Exercise task: Convert every line of the records below into a Markdown table with the columns "Row" and "Text", numbering the rows in order and skipping any blank lines. Omit the pictures from the table.

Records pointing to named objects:
------------

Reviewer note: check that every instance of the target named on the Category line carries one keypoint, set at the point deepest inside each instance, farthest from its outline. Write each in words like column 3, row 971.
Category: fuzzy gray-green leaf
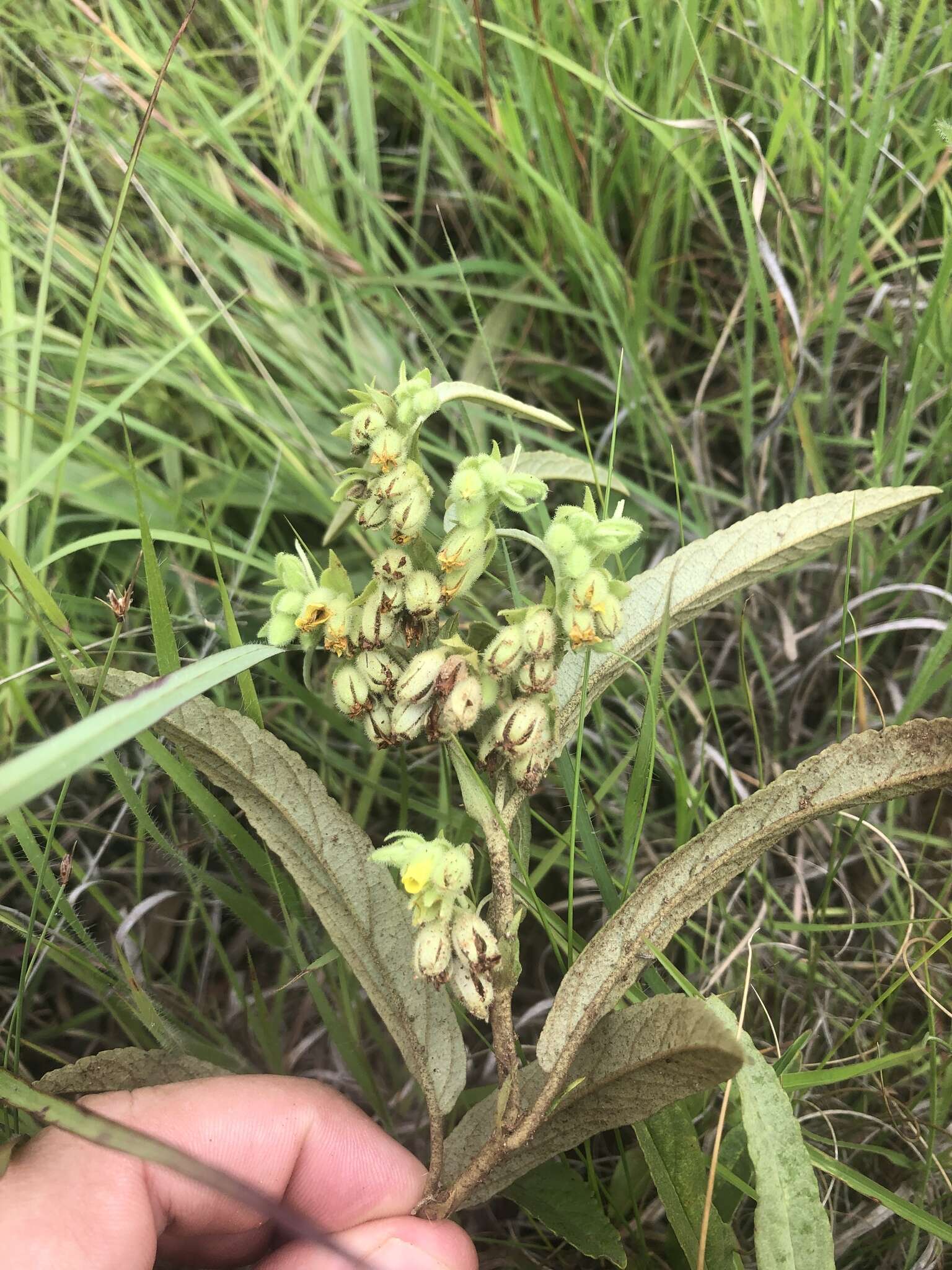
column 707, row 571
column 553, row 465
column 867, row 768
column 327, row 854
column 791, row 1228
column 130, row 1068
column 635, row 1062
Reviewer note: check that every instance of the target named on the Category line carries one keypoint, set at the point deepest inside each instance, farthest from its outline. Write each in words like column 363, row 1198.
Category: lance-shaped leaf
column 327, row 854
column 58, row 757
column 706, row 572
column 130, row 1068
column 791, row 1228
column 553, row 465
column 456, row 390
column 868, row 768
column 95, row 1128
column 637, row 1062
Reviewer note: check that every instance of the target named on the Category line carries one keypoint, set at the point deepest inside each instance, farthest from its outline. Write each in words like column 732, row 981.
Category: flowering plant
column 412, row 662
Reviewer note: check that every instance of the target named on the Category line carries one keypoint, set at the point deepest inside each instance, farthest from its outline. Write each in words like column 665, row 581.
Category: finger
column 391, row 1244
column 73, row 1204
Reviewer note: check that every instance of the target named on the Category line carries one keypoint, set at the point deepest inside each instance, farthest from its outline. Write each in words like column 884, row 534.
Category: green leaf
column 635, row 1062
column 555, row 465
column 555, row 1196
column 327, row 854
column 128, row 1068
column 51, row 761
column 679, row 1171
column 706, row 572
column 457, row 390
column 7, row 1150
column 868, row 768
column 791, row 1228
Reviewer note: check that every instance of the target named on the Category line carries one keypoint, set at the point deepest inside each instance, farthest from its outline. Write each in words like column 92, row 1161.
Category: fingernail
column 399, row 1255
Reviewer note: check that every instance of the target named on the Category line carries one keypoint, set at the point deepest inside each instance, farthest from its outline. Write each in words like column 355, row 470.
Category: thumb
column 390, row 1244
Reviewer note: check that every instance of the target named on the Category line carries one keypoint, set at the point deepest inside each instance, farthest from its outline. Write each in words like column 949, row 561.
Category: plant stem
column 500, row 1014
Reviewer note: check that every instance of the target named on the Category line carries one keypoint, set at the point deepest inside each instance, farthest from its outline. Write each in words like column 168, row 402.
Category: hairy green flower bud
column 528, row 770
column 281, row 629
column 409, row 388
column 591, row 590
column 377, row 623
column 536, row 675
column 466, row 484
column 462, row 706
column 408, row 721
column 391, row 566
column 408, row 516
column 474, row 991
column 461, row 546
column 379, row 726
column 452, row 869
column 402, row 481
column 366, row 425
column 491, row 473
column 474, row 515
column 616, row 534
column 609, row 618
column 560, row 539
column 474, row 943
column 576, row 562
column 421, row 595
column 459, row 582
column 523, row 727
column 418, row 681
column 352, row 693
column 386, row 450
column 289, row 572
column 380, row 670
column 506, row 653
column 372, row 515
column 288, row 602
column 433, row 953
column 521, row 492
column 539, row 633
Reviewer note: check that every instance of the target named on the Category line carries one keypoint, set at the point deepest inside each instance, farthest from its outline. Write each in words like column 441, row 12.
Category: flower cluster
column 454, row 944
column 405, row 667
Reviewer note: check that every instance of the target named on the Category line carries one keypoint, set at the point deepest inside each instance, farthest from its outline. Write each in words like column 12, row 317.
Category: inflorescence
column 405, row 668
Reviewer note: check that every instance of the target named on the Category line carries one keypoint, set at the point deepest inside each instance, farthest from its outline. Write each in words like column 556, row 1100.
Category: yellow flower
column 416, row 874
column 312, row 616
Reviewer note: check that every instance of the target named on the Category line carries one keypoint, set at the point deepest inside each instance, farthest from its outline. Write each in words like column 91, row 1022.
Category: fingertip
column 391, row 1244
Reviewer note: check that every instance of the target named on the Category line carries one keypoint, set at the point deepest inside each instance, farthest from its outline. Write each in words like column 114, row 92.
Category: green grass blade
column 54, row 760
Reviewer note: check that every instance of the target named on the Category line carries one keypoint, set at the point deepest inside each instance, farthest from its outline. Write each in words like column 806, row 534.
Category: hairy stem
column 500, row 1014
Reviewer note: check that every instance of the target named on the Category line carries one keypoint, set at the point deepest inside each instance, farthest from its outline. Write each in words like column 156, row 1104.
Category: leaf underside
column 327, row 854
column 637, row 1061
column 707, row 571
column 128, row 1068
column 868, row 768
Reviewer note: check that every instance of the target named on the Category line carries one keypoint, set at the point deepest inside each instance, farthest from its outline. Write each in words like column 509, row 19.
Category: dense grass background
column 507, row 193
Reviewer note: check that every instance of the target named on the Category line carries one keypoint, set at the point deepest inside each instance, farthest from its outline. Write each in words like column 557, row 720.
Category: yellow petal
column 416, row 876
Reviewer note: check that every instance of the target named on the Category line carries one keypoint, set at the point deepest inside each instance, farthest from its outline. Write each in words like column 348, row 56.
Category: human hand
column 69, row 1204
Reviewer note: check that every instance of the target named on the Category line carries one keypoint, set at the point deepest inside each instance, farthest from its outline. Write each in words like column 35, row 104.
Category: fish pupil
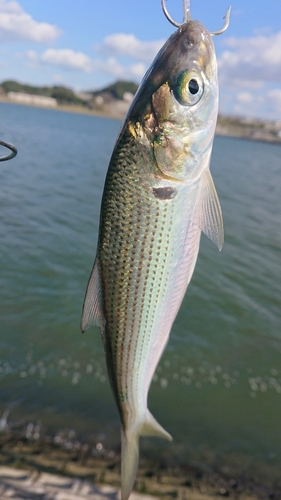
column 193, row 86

------------

Complete response:
| Row | Text |
|---|---|
| 1 | Reviewer note: check that every instance of the target named on the Category line carries one keypoint, set at the point deepest inside each instance, farthest from its outline. Write each in words like column 3, row 971. |
| 2 | Category: fuzzy gray-green leaf |
| 3 | column 707, row 571 |
| 4 | column 553, row 465 |
| 5 | column 867, row 768 |
| 6 | column 327, row 854 |
| 7 | column 791, row 1228 |
| 8 | column 130, row 1068 |
| 9 | column 635, row 1062 |
| 10 | Reviewer note: check that every instance of the target named on the Category line carries one keypoint, set at the point deepest inside each instance, farthest from its outline. Write each in words like column 363, row 1198. |
| 11 | Category: lance-shaped leaf |
| 12 | column 327, row 854 |
| 13 | column 58, row 757 |
| 14 | column 706, row 572 |
| 15 | column 130, row 1068 |
| 16 | column 791, row 1228 |
| 17 | column 553, row 465 |
| 18 | column 456, row 390 |
| 19 | column 868, row 768 |
| 20 | column 95, row 1128 |
| 21 | column 637, row 1062 |
| 22 | Reviewer note: check that every instance of the target named on the Category line carries one keypoint, set at the point deepest inside each instance, farthest from its outline. Write each in words like column 732, row 981. |
| 23 | Category: flowering plant |
| 24 | column 412, row 662 |
| 25 | Reviewer note: check that every instance of the target named on the Category line carries one keypoint, set at the point deepest inside each instance, farthest from its outline. Write each in words like column 665, row 581. |
| 26 | Category: finger |
| 27 | column 391, row 1244 |
| 28 | column 73, row 1204 |
| 29 | Reviewer note: check that every instance of the target named on the Category line carries one keypoint, set at the point deepest inside each instance, farthest from its outline. Write each in words like column 884, row 534. |
| 30 | Category: green leaf |
| 31 | column 635, row 1062 |
| 32 | column 555, row 465 |
| 33 | column 555, row 1196 |
| 34 | column 327, row 854 |
| 35 | column 128, row 1068 |
| 36 | column 51, row 761 |
| 37 | column 679, row 1171 |
| 38 | column 706, row 572 |
| 39 | column 457, row 390 |
| 40 | column 7, row 1150 |
| 41 | column 868, row 768 |
| 42 | column 791, row 1228 |
| 43 | Reviewer note: check that every instance of the target named on the Category line carries one keypoint, set at the point deepest inside each instance, farthest from its outline. Write each in words like column 92, row 1161. |
| 44 | Category: fingernail |
| 45 | column 399, row 1255 |
| 46 | Reviewer note: check that every instance of the target named on the Category line carries one keypoint, set at the point deepest inside each instance, farthest from its outline. Write each in words like column 355, row 470. |
| 47 | Category: thumb |
| 48 | column 390, row 1244 |
| 49 | Reviewer note: check that every instance of the target named on the Category line carries one keypoint, set at the point deepest inside each instance, farthest from its outline. Write each in words like column 949, row 561. |
| 50 | Category: plant stem |
| 51 | column 500, row 1014 |
| 52 | Reviewer note: check that every instance of the target named on the Category line carries one keypoint, set at the point deepest inside each instance, farthest from its outline. Write each in words like column 168, row 402. |
| 53 | Category: hairy green flower bud |
| 54 | column 528, row 770 |
| 55 | column 281, row 629 |
| 56 | column 409, row 388 |
| 57 | column 591, row 590 |
| 58 | column 377, row 623 |
| 59 | column 536, row 675 |
| 60 | column 466, row 484 |
| 61 | column 462, row 706 |
| 62 | column 408, row 721 |
| 63 | column 391, row 566 |
| 64 | column 408, row 516 |
| 65 | column 474, row 991 |
| 66 | column 461, row 546 |
| 67 | column 379, row 726 |
| 68 | column 452, row 869 |
| 69 | column 402, row 481 |
| 70 | column 366, row 425 |
| 71 | column 491, row 473 |
| 72 | column 474, row 515 |
| 73 | column 616, row 534 |
| 74 | column 609, row 618 |
| 75 | column 560, row 539 |
| 76 | column 474, row 943 |
| 77 | column 576, row 562 |
| 78 | column 421, row 595 |
| 79 | column 459, row 582 |
| 80 | column 523, row 727 |
| 81 | column 418, row 681 |
| 82 | column 352, row 693 |
| 83 | column 386, row 450 |
| 84 | column 289, row 572 |
| 85 | column 380, row 670 |
| 86 | column 506, row 653 |
| 87 | column 372, row 515 |
| 88 | column 288, row 602 |
| 89 | column 433, row 953 |
| 90 | column 521, row 492 |
| 91 | column 539, row 633 |
| 92 | Reviewer note: check that every instance of the target named on the Category line carries one keypoint, set at the point deepest inside each instance, farthest from its outline. Write each in words like column 441, row 12. |
| 93 | Category: flower cluster |
| 94 | column 454, row 944 |
| 95 | column 405, row 667 |
| 96 | Reviewer note: check that every instance of the target named on the Category line carries one keypoint, set at the point deepest inside each instance, farthest from its outline. Write each in words like column 12, row 317. |
| 97 | Category: inflorescence |
| 98 | column 405, row 668 |
| 99 | Reviewer note: check that every instance of the target named on the Category line carries one keypoint, set at the point deepest inside each instance, farthest from its outline. Write each in words like column 556, row 1100. |
| 100 | Category: yellow flower |
| 101 | column 416, row 874 |
| 102 | column 312, row 616 |
| 103 | Reviewer note: check that every instance of the target named on the Category line carries one keypoint, set at the point deepest inside each instance, farthest from its outline. Write each in words like column 91, row 1022. |
| 104 | Category: fingertip |
| 105 | column 391, row 1244 |
| 106 | Reviewer note: check that every instance of the target named on the Category line carries one keypoint, set at the point deepest inside each instance, farthest from its outline. Write each in words like column 114, row 92. |
| 107 | Category: green grass blade |
| 108 | column 54, row 760 |
| 109 | Reviewer note: check that every instance of the target named on the Category line carries one keypoint, set at the point deepest inside each instance, farthest from its outline. Write each in words like column 806, row 534. |
| 110 | Category: hairy stem |
| 111 | column 500, row 1014 |
| 112 | Reviewer note: check that every instance of the target named on the Category line carries one keypoint, set at the point deepest inside each instance, farthest from its outline. Write each in words like column 156, row 1104. |
| 113 | Category: leaf underside |
| 114 | column 327, row 854 |
| 115 | column 637, row 1061 |
| 116 | column 707, row 571 |
| 117 | column 128, row 1068 |
| 118 | column 868, row 768 |
| 119 | Reviewer note: check that every instance of the target named on the Category line carries one keypoint, set at the point deepest inside each instance, farthest from its outline. Write each in words like column 509, row 19. |
| 120 | Category: dense grass background |
| 121 | column 507, row 193 |
| 122 | Reviewer note: check that every instance of the target named on the Category line carries one keypoint, set at the point deepest inside each instance, farthest from its outline. Write each in words like column 557, row 720. |
| 123 | Category: yellow petal |
| 124 | column 416, row 876 |
| 125 | Reviewer note: check that every instance of the target named on the Category line carries one keypoint, set at the point deepest inside each instance, farthest from its outline. Write each in words like column 348, row 56. |
| 126 | Category: human hand |
| 127 | column 69, row 1204 |
| 128 | Reviewer note: check that every instance of the target named on the Category line carries one keypoint, set at the point deepest inside each instance, farthest from its outline. Write each in words like column 35, row 104. |
| 129 | Category: fish pupil |
| 130 | column 193, row 86 |